### Задание
Перепишите дословно из приведённого ниже письма Льва Николаевича всё, начиная со слов «Лев Николаевич пишет» и заканчивая словами «это последнее время.».
=== Статья ===
Лев Николаевич пишет ей: «Ах, душа моя, как жалко, что ты так себя мучаешь, или дела, которые ты затеяла, так мучают тебя. Утешаюсь тем, что физические причины помогут твоему успокоению, и радуюсь тому что я теперь пришел в такое нормальное положение, что не буду тревожить и мучить тебя, как мучил все это последнее время.
По сих пор написал, когда приехали Леля с Верочкой. И сейчас в сердце прочел письмо твое, и сейчас защемило, и чувствую то же отчаяние и тоску, которые чувствовал в Москве и которые совершенно прошли здесь. Опять то же: «Задача не по силам», «он никогда не помогает», «я все делаю», «жизнь не ждет»…
Слова все мне знакомые и, главное, не имеющие никакого отношения к тому, что я пишу и говорю. Я говорил и говорю одно: что нужно разобраться и решить, что хорошо и что дурно, и в какую сторону идти; а если не разбираться, то не удивляться, что будешь страдать сама, и другие будут страдать, о необходимости же сейчас делать – говорить нельзя, потому что необходимого для людей, у которых есть деньги на квартиру и пищу, ничего нет, кроме того чтобы обдуматься и жить так, как лучше. Но, впрочем, ради Бога, никогда больше не будем говорить про это. Я не буду. Надеюсь окрепнуть нервами и молчать. То, что все, что я испытывал в Москве, происходило не от физических причин, то, что я после 3-х дней такой же жизни, как в Москве: без мяса с работой физически тяжелой, – я здесь пилю и колю дрова, – я чувствую себя совсем бодрым, и сплю прекрасно. Но что делать? Мне, по крайней мере ничего нельзя изменить, ты сама знаешь. Одно можно: выработать спокойствие и доброту, которой у меня мало, что я и постараюсь сделать. Прощай, душа моя, целую тебя и люблю и жалею. Целую детей. Как тебе должно быть одиноко! Надо поскорее приехать к тебе».
=== Извлечённые данные ===
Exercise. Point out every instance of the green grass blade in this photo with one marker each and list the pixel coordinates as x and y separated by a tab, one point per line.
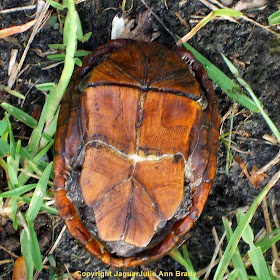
258	263
43	207
13	92
3	127
38	195
233	275
20	115
236	257
231	247
18	191
13	176
223	81
274	19
4	147
271	238
26	252
35	248
11	136
55	5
===
### Ответ
Лев Николаевич пишет ей: «Ах, душа моя, как жалко, что ты так себя мучаешь, или дела, которые ты затеяла, так мучают тебя. Утешаюсь тем, что физические причины помогут твоему успокоению, и радуюсь тому что я теперь пришел в такое нормальное положение, что не буду тревожить и мучить тебя, как мучил все это последнее время.